** Begin Records shown **
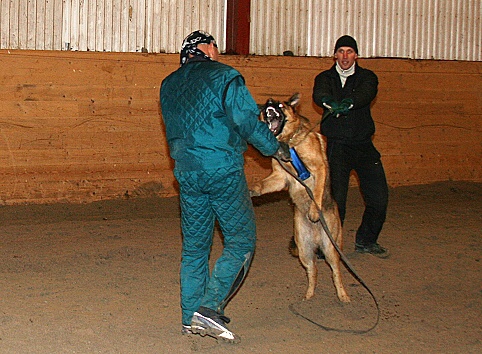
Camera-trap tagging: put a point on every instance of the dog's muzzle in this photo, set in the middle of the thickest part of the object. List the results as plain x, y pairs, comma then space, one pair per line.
274, 116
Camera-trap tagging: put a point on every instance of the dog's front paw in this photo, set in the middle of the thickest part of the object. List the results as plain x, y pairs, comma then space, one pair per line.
313, 213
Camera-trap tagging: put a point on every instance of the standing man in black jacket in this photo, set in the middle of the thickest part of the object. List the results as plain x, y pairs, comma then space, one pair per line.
345, 92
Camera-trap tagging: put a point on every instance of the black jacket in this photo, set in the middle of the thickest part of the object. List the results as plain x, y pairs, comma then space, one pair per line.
361, 87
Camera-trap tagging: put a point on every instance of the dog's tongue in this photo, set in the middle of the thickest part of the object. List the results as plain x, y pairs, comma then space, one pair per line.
273, 126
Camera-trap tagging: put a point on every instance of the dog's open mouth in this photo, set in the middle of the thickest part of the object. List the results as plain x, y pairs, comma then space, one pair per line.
274, 116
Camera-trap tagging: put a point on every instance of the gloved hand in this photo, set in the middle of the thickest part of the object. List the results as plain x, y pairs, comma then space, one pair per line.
339, 109
283, 152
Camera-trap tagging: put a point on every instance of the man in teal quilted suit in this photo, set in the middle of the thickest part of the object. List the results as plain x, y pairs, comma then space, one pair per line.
210, 116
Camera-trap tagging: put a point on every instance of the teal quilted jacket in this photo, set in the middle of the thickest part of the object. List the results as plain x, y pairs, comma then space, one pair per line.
210, 116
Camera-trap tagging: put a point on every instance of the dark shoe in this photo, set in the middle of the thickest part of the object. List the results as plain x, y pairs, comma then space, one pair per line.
374, 249
208, 322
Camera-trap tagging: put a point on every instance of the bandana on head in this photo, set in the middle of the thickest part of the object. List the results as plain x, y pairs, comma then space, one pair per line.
190, 43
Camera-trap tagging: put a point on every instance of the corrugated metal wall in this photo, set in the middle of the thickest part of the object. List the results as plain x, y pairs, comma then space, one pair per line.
107, 25
418, 29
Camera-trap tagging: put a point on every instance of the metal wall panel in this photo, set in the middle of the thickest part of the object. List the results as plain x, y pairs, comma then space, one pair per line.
417, 29
108, 25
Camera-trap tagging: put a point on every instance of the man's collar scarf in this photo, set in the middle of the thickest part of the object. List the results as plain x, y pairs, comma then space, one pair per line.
190, 43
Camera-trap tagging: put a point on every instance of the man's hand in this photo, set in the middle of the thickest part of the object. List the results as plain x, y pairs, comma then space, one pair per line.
339, 109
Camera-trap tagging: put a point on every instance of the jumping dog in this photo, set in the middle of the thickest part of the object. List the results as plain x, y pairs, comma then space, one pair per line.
310, 237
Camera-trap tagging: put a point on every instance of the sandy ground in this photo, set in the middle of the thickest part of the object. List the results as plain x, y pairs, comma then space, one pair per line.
103, 278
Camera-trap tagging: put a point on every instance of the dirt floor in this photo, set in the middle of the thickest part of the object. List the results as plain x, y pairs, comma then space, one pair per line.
103, 278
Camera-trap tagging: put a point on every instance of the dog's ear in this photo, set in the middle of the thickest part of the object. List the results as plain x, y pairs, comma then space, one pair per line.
294, 100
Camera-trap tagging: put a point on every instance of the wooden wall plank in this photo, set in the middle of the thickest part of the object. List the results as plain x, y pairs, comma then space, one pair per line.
86, 126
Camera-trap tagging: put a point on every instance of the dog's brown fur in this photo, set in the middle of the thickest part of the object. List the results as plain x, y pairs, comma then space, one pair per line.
309, 233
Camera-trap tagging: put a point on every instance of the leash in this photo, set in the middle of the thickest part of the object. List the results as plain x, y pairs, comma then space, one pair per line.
343, 258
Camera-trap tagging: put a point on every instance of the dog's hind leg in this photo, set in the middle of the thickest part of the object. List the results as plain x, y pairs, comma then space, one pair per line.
306, 250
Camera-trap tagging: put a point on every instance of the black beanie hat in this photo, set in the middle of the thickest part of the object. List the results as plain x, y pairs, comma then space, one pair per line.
346, 41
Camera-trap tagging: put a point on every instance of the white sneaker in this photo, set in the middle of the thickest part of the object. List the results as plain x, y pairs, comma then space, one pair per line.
208, 322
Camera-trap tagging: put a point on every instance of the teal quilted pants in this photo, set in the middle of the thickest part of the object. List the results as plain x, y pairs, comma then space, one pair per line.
205, 196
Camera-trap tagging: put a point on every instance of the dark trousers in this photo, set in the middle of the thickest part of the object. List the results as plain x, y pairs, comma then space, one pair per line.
364, 159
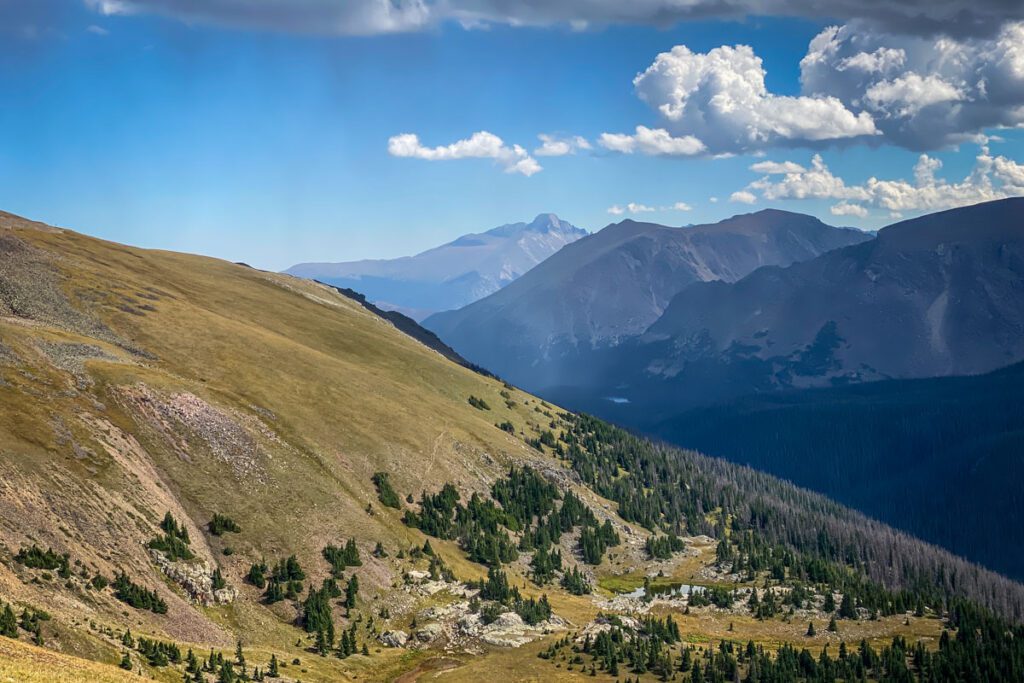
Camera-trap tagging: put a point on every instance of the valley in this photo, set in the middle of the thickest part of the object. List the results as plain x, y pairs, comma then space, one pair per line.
203, 458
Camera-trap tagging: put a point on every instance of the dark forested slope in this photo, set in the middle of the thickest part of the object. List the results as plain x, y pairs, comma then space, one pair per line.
939, 458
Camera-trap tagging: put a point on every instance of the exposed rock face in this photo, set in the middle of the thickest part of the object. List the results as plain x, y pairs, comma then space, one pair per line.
394, 638
196, 579
456, 628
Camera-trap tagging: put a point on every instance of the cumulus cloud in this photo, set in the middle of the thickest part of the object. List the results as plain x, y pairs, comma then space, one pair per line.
481, 144
720, 98
559, 146
368, 16
922, 93
654, 141
858, 84
847, 209
992, 177
634, 208
775, 168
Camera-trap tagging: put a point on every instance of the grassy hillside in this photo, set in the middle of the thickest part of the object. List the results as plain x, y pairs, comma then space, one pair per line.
173, 428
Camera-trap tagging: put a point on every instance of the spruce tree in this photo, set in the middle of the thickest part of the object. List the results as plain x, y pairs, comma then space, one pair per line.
** End Records shown **
(What this task involves):
Render every row above as a JSON list of strings, one string per line and no blank lines, and leave the pictures out.

(Complete output):
[
  "Camera-trap tagging: put a point on every instance of the dog's muzzle in this photo, set in the middle of the thickest part of the object. List the results as plain x, y pairs, comma then space, one pair per line.",
  "274, 116",
  "Camera-trap tagging: put a point on every instance of the dog's front paw in this photo, set in the middle of the thickest part of the object. List the results as plain x, y pairs, comma then space, one pair per line.",
  "313, 213",
  "Camera-trap tagging: put a point on every instance of the standing man in black jacket in this photo, set in the middle of the thickest part of the object. List the results as plain x, y pairs, comma then space, one pair per line.",
  "345, 92",
  "Camera-trap tagging: put a point on every instance of the black jacket in this photo, set in the middle of the thickest part of the object. List the results as plain x, y pairs, comma then space, one pair per line.",
  "361, 87",
  "Camera-trap tagging: put a point on every instance of the dog's tongue in this photo, set in the middle of the thickest part of the object. List the results as plain x, y pairs, comma then space, one pair per line.",
  "273, 126",
  "Camera-trap tagging: put a point on every instance of the dog's open mouth in this photo, set in the middle of the thickest part of the object. List the results as plain x, y pairs, comma then space, one pair per line.",
  "274, 116",
  "Camera-trap tagging: put a point on every instance of the gloved hand in this photo, set in the middle of the thickest part of the object. List the results as plain x, y pairs, comma then space, one pair per line.",
  "339, 109",
  "283, 152",
  "Camera-trap tagging: put a point on every instance of the man in teal quilted suit in this photo, set in the middle of the thickest part of the object. List the results as plain x, y pairs, comma then space, one pair per line.",
  "210, 116",
  "Camera-trap tagging: put a point on every instance of the teal quilted jacket in this photo, set in the middle of the thickest part of the object. List the results as plain x, y pairs, comma then space, one pair per line.",
  "210, 116",
  "Camera-trap tagging: put a point on every instance of the dark shoe in this photo, set in the middle of the thickest part of the object. List the results as plain x, y pairs, comma then space, one pair per line.",
  "374, 249",
  "208, 322",
  "Camera-trap tagging: put a point on every instance of the bandana on head in this photo, set in the middle of the thickest part of the object. List the results as plain x, y pairs, comma then space, one pair per line.",
  "190, 43",
  "Camera-trap tagging: put a point on every instance of the corrugated metal wall in this photo, set in the middle of the thickest part of the object. List the results as plain x, y pairs, comma then space, one pair per line.",
  "107, 25",
  "418, 29",
  "Camera-trap tagging: put a point on every instance of the metal wall panel in this photo, set in the middle of the thickest part of the object. List the results as plain x, y pairs, comma then space, one pair per line.",
  "417, 29",
  "108, 25",
  "Camera-trap tagging: put a point on every instance of the man's collar scarf in this photo, set in the middle of the thickest part of the object. List the results as plain x, y pairs, comma then space, one pair per line.",
  "190, 43",
  "Camera-trap tagging: put a point on every instance of the man's hand in this photo, set in the middle of the thickest part of the object. List the results as plain x, y pairs, comma then space, one pair per line.",
  "339, 109",
  "Camera-trap tagging: put a point on every instance of the jumping dog in this photo, set in the middle of the thickest part of the object. List the results as plain x, y pairs, comma then space, one pair per line.",
  "310, 237",
  "Camera-trap tagging: put a point on every instance of the sandy ground in this photo, set in the middle of the thickest part of the object. List the results as plain x, y pairs, comma then space, one pair per line.",
  "103, 278",
  "Camera-trap tagging: put a point on every instance of the dirt floor in this photo, set in the middle of the thickest part of the object. List the results as plain x, y pairs, comma then space, one pair per line.",
  "103, 278",
  "Camera-trap tagging: put a point on every instance of the dog's ear in this photo, set in the middle of the thickest part of the object. List the results as plain x, y pairs, comma then space, one pair per line.",
  "294, 100",
  "Camera-trap tagging: put a point on every instance of the wooden wall plank in this photo, set in the middle of the thickest part of the object. List the results as plain x, y pairs, comma then space, one pair per line.",
  "86, 126",
  "Camera-trap tagging: put a point on every instance of the dog's brown fur in this photo, set in the middle of the thickest part of the object. List the results as plain x, y pairs, comma then space, one pair per line.",
  "309, 233",
  "Camera-trap tagging: put a point on every instance of the leash in this photo, set in the middle of the thickest part of the object. List the results as plain x, y pairs, comma then space, one pair per line.",
  "343, 258",
  "Camera-trap tagging: put a point on every instance of the dog's hind leg in this photo, set in the middle of the thickest part of the object. List the results as plain x, y pairs, comma then space, one pair per line.",
  "306, 250",
  "Camera-trap tagging: put a point on every instance of the black beanie hat in this photo, set in the middle of the thickest part of the object. List the results as plain x, y pairs, comma then space, one pair per line.",
  "346, 41",
  "Camera-trap tagging: put a point on every instance of the white sneaker in this photo, set in the middle of the thickest part of the object. List the results as plain x, y pairs, comma then space, one pair per line.",
  "208, 322",
  "Camera-trap tagging: put a point on every instance of the teal quilted pants in this photo, set in the middle of the thickest part of the object. List the results as plain x, y pairs, comma then space, one pair per line.",
  "205, 196",
  "Camera-trap tagging: put a point on every instance of the dark trousers in this photo, set in the middle of the thickest part of the object. List the results as plain x, y pairs, comma then space, one pair per line.",
  "364, 159",
  "Camera-trap tagging: put a point on every instance of the valley in this photo, set in the middle of the thickest part of the object. List the results as plain x, y pairs, comma then space, one pair per line.",
  "203, 458",
  "Camera-trap tagging: put a point on every instance of the dark forested slope in this photo, set in the middle of the thickest part of the object. List the results as plain x, y pairs, comma then space, one pair per line.",
  "939, 458",
  "Camera-trap tagging: put a point on every instance of the exposed rock face in this photo, set in the middle of the thickest part of the object. List the results as plain x, y pairs, comma then space, one pair per line.",
  "394, 638",
  "196, 579",
  "456, 628",
  "Camera-trap tagging: put a point on every instance of the cumulus cloud in this photo, set in the middle of the thickest part of the object. List the results as plain x, y pairs, comma then space, one pair per line.",
  "481, 144",
  "720, 98",
  "559, 146",
  "368, 16",
  "922, 93",
  "654, 141",
  "858, 84",
  "847, 209",
  "992, 177",
  "634, 208",
  "775, 168",
  "Camera-trap tagging: put a point on every instance of the grassy hillside in this photo, set in the middle of the thickest part of the object. List the results as plain x, y pairs, comma then space, one pair per line.",
  "173, 428",
  "Camera-trap tagging: put a point on every instance of the spruce tree in this photo, set in the middle of the thickest part of the object. List the results as plain x, y pairs, comma then space, one pair per line."
]